[Object detection data]

________________________________________

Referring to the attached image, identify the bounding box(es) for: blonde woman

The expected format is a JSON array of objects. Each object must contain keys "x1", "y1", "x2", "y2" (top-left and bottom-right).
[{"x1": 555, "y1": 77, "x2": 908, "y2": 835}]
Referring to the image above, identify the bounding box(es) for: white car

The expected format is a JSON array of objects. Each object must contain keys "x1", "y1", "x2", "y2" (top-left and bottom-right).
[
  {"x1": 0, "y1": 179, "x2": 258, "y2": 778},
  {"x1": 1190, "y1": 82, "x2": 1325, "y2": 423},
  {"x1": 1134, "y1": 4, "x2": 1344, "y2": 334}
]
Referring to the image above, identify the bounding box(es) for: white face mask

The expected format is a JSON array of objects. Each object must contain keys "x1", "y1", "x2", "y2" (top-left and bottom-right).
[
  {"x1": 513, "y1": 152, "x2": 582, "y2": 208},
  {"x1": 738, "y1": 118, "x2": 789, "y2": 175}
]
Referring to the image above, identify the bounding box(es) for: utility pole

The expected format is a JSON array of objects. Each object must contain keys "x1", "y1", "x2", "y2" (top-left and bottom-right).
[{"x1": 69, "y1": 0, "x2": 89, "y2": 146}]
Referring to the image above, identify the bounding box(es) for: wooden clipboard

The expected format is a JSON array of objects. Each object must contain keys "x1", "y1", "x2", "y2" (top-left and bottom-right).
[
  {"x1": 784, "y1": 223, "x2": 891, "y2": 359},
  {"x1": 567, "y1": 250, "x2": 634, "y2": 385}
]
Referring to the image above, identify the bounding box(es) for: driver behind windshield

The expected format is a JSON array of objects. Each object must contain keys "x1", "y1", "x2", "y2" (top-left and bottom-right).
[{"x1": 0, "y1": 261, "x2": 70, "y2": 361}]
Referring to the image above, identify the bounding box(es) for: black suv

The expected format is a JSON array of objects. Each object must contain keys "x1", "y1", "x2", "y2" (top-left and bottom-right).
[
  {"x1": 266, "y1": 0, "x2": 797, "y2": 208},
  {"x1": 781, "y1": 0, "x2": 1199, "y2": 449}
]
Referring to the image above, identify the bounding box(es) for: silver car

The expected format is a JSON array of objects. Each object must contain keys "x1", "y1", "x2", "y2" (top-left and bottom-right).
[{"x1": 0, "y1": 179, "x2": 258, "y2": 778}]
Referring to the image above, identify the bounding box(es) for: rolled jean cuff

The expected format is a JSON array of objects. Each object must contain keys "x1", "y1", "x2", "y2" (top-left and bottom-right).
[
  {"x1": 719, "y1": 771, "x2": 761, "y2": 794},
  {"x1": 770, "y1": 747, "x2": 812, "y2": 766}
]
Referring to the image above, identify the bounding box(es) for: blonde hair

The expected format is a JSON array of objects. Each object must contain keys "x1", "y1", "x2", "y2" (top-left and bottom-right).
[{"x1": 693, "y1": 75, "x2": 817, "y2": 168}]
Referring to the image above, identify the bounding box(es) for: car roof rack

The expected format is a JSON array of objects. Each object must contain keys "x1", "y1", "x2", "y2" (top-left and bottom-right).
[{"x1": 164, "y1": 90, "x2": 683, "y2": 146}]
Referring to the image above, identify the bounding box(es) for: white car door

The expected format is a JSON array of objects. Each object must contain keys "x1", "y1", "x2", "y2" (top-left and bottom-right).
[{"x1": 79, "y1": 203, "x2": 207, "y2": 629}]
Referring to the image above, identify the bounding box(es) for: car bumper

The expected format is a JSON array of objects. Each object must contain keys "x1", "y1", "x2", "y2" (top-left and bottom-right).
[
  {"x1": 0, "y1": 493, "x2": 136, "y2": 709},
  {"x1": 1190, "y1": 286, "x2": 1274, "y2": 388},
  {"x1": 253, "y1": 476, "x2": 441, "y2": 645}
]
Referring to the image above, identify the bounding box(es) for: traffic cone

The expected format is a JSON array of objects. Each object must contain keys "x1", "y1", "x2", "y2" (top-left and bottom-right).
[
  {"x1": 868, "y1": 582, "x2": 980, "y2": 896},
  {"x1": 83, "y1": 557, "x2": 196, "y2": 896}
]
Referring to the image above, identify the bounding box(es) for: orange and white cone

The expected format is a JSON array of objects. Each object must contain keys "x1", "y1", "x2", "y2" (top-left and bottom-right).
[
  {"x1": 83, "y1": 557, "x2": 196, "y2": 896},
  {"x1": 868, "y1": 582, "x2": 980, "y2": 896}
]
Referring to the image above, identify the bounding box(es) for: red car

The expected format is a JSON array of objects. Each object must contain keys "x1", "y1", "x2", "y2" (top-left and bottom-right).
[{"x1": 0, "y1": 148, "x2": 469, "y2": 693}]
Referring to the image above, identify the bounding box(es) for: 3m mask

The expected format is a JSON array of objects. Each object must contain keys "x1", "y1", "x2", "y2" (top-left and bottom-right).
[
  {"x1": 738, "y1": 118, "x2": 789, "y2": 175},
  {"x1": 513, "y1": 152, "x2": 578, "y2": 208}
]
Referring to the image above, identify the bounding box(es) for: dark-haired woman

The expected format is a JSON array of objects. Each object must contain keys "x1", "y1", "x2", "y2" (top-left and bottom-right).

________________________________________

- **Given problem**: Send back exactly the lines from the line with "for: red car" through the end of the records.

- **Answer in full**:
Referring to the image above, identify the bounding box(es) for: red car

The expected format is a JSON array of objects. Each object must contain keys "x1", "y1", "x2", "y2" (top-left and bottom-right).
[{"x1": 0, "y1": 148, "x2": 469, "y2": 693}]
Referring to the image above, identify the bounding box(es) for: 3m mask

The expected format is a JSON array of objects. Each object must contain keys "x1", "y1", "x2", "y2" (top-left and bottom-right).
[
  {"x1": 738, "y1": 118, "x2": 789, "y2": 175},
  {"x1": 513, "y1": 152, "x2": 578, "y2": 208}
]
Referring to the image above, identify the bounding box(es) for: dark-haired woman

The expected format is a JSON array of objects. Each object must contain keys "x1", "y1", "x2", "y2" (top-left and bottom-right).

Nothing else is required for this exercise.